_What is needed:_ Output the data that follows exactly, line for line.
- - -
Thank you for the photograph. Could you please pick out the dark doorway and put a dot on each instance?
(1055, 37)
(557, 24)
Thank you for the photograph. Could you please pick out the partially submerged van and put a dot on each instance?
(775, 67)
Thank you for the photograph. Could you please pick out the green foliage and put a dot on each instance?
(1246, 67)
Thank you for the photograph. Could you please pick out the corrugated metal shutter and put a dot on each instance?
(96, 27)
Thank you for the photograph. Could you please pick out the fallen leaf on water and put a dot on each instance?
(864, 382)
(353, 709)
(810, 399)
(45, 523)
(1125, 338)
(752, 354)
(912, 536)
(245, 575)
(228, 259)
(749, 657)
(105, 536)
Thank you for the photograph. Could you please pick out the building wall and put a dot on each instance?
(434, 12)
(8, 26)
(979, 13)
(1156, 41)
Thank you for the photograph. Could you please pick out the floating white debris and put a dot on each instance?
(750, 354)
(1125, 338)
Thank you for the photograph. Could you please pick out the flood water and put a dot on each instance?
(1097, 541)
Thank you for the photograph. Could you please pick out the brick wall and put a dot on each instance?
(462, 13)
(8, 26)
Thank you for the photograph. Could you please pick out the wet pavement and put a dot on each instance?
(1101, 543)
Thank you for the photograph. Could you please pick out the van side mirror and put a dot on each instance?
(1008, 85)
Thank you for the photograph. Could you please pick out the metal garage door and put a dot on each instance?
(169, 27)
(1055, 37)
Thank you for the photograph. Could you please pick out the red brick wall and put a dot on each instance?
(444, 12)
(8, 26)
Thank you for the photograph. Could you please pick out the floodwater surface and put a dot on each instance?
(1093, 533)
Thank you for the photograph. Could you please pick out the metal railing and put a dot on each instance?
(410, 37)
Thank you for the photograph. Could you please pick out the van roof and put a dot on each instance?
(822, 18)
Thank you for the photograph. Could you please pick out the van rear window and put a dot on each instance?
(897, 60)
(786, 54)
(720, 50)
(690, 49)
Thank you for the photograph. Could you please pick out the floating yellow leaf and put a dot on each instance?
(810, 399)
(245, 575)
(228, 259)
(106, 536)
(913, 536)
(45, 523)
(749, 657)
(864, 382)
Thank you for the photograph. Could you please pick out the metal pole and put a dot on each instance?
- - -
_Result of the task:_
Thank you for the photograph. Could you please pick out the dark doorway and put a dot on each instance?
(1055, 37)
(557, 24)
Thank you for the photograph. Could you please pick out the partially submerged van and put a dot on each instance?
(775, 67)
Thank you for the photograph. Could you please pick out the green foliage and put a dot on each instance?
(1246, 67)
Thank you for the photograph. Could you please pick out the corrugated metal shutter and put a dot on each instance?
(96, 27)
Thank you for the photograph. Could you please pick out the fallen leaf on water and put a dot on each instance?
(864, 382)
(353, 709)
(810, 399)
(45, 523)
(1125, 338)
(752, 354)
(912, 536)
(245, 575)
(228, 259)
(749, 657)
(105, 536)
Thank you for the photograph. Could you please pick out the building wall and put a dot on each instance?
(434, 12)
(8, 26)
(979, 13)
(1156, 41)
Thank you for the photograph. Could you please pick out the floating white debris and put a dot on each instance?
(750, 354)
(1125, 338)
Thank you for the photograph. Could you please pick out the flood water and put a dot on each instance?
(1097, 541)
Thank you for the photograph. Could you please pick out the brick wall and put a dot on each instance?
(462, 13)
(8, 26)
Thank you for the photograph. Could you please pick out the wet pavement and put a dot on each instance?
(1101, 543)
Thank you for the photograph. Could you please pick out the van side mirror and put a dot on each instance?
(1008, 85)
Thank you for the photograph. Could you please pick out the metal garage door and put a dot on each instance?
(169, 27)
(1055, 37)
Thank you for the photograph. Could you please pick out the red brick wall and put a dot on each instance?
(444, 12)
(8, 26)
Thank you for the photograph. Could you please pick out the floodwater surface and put a dot on each instance?
(1093, 533)
Thank you for the photograph. Could you please pick out the metal railing and put a dot on each instance?
(410, 37)
Thank you for the photograph. Could you please pick out the van roof and put a dot on each instance?
(822, 18)
Thank you for the photograph. Could you please pick out the van rear window and put a dot on each instance?
(897, 60)
(786, 54)
(720, 50)
(690, 49)
Thank you for the photograph. Could you please pick out the floating yellow leaf and put a dot on each instance?
(810, 399)
(245, 575)
(228, 259)
(106, 536)
(913, 536)
(45, 523)
(749, 657)
(864, 382)
Thank you for the photograph. Could you please pick out the metal pole and put a dot on each instance?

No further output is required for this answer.